Given instruction 1 - Reproduce the records below word for word, everything from the line containing "Subject = white passenger boat" down to the end of the records, with both of those lines included.

Quoted passage -

==================================================

Table 3, gap vs customers-per-route (the divergence driver). Same ≤5 s budget throughout.
Cust/route	2–4	5–6	9	12–14	24
Representative gap	0.4–1.6%	2.9%	2.7%	3–4.3%	8.8%

6 · Verification without disclosure: solution certificates

Every solution in Tables 1–2 is published as an explicit route list (solution_certificates.json: 123 CVRP routes, 91 VRPTW routes). Re-verifying a certificate requires only the public instance file and arithmetic: sum the arc distances under the stated convention, check each customer appears exactly once, check capacities, and replay the time windows. A referee can therefore confirm every number in this report while learning nothing about how the routes were found. We submit this as the honest template for benchmarking proprietary solvers, the same posture commercial solver vendors adopt, strengthened by certificates.

==================================================

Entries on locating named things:
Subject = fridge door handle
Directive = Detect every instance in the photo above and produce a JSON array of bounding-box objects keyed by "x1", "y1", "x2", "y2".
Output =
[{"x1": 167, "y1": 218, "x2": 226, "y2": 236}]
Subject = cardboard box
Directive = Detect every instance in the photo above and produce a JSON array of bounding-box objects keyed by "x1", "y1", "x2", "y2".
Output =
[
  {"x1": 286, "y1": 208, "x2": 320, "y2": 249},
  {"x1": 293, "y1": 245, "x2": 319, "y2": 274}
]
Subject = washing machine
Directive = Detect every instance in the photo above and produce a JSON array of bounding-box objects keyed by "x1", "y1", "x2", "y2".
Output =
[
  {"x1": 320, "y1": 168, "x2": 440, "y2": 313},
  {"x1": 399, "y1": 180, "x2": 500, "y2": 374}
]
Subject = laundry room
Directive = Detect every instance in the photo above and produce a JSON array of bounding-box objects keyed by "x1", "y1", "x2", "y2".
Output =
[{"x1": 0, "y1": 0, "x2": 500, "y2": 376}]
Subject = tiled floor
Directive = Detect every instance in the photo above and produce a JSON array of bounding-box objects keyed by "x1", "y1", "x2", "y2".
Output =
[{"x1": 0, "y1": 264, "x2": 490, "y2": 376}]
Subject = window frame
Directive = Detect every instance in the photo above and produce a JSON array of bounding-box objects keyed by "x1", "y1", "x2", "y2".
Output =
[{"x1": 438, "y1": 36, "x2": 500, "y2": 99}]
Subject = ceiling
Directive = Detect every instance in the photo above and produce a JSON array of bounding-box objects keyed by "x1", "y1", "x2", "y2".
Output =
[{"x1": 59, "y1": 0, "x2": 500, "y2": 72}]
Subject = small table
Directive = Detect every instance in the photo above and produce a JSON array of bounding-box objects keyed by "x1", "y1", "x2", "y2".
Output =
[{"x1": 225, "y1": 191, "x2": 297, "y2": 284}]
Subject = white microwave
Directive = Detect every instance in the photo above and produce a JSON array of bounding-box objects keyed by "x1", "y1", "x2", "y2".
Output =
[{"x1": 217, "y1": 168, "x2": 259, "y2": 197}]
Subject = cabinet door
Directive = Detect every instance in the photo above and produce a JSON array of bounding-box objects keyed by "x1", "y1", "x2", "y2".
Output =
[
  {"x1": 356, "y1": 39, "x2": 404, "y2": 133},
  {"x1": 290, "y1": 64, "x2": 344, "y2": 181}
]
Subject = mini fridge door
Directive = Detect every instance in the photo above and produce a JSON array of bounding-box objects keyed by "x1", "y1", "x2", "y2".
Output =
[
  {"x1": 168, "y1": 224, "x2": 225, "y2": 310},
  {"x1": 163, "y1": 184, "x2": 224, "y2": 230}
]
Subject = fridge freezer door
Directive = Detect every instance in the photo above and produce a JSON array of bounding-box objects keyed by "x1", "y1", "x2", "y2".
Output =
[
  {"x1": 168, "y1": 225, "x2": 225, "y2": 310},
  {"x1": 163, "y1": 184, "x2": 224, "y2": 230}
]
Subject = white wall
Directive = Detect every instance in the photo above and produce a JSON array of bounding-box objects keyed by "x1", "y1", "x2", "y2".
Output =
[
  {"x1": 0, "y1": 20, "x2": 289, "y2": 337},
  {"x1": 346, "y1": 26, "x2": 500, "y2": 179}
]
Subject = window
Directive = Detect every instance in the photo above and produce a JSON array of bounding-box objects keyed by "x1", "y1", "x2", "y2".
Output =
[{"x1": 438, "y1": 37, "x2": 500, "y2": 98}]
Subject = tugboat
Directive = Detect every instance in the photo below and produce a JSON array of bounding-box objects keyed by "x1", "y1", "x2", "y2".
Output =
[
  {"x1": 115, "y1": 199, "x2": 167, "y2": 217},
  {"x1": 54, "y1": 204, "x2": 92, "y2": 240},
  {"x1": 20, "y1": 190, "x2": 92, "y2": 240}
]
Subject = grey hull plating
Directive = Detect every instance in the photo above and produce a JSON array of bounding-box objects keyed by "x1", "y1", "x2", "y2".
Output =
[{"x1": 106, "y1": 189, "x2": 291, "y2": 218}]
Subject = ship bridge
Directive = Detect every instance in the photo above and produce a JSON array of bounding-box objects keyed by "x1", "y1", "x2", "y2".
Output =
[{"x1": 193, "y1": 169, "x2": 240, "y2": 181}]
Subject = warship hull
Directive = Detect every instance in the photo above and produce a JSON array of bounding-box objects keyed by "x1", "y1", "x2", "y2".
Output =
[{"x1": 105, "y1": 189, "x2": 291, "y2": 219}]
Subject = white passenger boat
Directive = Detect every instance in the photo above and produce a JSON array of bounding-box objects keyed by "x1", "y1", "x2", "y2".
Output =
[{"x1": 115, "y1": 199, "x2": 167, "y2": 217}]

==================================================

Given instruction 2 - Extend the passage above on route-solution certificates for benchmarking, picking up after its final sentence.

Task output 1 -
Subject = white passenger boat
Directive = Detect every instance in the photo above and produce a JSON array of bounding-box objects keyed by "x1", "y1", "x2", "y2".
Output =
[{"x1": 115, "y1": 199, "x2": 167, "y2": 217}]

Task output 2 -
7 · The operational axis: replanning under disturbance

Measured through the production API of the same engine (deterministic seeds, receipts published): a 200-stop, 10-vehicle day is planned in 4.6 ms; a mid-run disturbance of five cancellations plus three urgent insertions across five moving vehicles is replanned in ≈1.2 ms; a vehicle breakdown with 38 outstanding stops reassigned across two survivors in ≈0.8 ms. A solver that is 5% from theoretical-perfect but affordable on every disturbance dominates, over an operating day, a solver that is 4% from perfect and affordable once. We propose time-to-replan as a reporting standard alongside gap-at-budget, and publish our protocol for it.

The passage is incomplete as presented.